[INSTRUCTIONS TO FOLLOW]:
Please retype the entries exactly as they stand, leaving out any pictures.

BEGIN DATASET EXCERPTS

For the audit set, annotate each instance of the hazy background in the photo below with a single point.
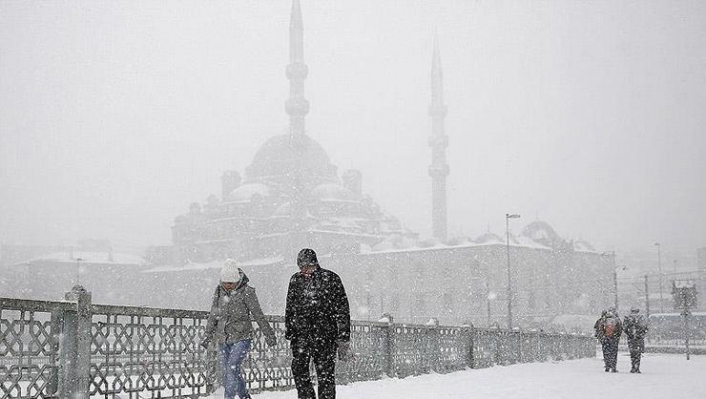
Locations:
(114, 116)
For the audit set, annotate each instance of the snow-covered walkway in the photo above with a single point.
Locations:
(663, 376)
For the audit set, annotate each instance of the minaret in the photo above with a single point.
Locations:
(297, 106)
(438, 141)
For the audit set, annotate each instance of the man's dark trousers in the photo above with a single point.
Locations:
(324, 355)
(610, 352)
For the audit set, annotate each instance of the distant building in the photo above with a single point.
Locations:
(291, 196)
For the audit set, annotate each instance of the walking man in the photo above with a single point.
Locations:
(635, 327)
(318, 324)
(609, 329)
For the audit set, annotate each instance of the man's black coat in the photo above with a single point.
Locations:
(317, 308)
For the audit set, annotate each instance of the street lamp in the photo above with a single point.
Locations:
(509, 278)
(659, 265)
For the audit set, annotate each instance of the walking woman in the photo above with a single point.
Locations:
(230, 327)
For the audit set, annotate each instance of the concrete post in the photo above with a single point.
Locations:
(75, 363)
(390, 347)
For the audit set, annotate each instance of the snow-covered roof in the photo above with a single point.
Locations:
(88, 257)
(195, 266)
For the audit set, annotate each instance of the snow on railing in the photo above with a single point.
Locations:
(77, 349)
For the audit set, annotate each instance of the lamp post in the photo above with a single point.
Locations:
(509, 274)
(659, 266)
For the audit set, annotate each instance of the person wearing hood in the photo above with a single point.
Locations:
(635, 327)
(609, 330)
(230, 326)
(318, 324)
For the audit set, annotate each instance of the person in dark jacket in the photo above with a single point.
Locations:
(318, 324)
(609, 330)
(635, 327)
(229, 325)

END DATASET EXCERPTS

[OUTPUT FOR THIS TASK]:
For the audit set, annotate each instance of the hazy background in the photo below with a single point.
Locations:
(114, 116)
For the audit set, annotate each instance of the snow-covered walkway in the photo above with a single point.
Locations:
(663, 376)
For the audit set, annotate each instance of the minaret in the photo above with a single point.
Locations:
(297, 106)
(438, 141)
For the audit set, annotate each instance of the man's dark trousers in the photo above with a single point.
Locations:
(324, 355)
(610, 352)
For the audit set, annotate each instance of the distant building in the photo above with a single point.
Locations:
(291, 196)
For the audit set, annotate each instance of the walking man in the photo above with a single point.
Locations:
(635, 327)
(318, 324)
(609, 329)
For the audit set, annotate each instance of the man's black coat in the photo above with a single point.
Locations:
(317, 308)
For the audit set, annotate each instance of the street lamp in the photo above with a single point.
Locations:
(509, 278)
(659, 265)
For the audit set, annotate each instance of the walking woman in the photo above with a single point.
Locations:
(230, 327)
For the audit set, annotate each instance of the concrete post in the photo above with a single point.
Locations:
(75, 363)
(390, 347)
For the audit set, annotate each instance of the snow-covered roof in the photo above with a single point.
Locations:
(88, 257)
(195, 266)
For the audit set, annotate each instance of the snow on railing in the photo above with a single point.
Locations:
(77, 349)
For the audit set, annotate each instance of the lamp post in the photo above with a single point.
Locations:
(509, 274)
(659, 266)
For the audit set, annotate each instance of the person wearing hood in the photo above with a single point.
Locations:
(635, 327)
(609, 330)
(230, 326)
(318, 324)
For the audit set, annotate each instance of the person in dark jacket in the photo above with a single point.
Locations:
(318, 324)
(609, 330)
(635, 327)
(229, 325)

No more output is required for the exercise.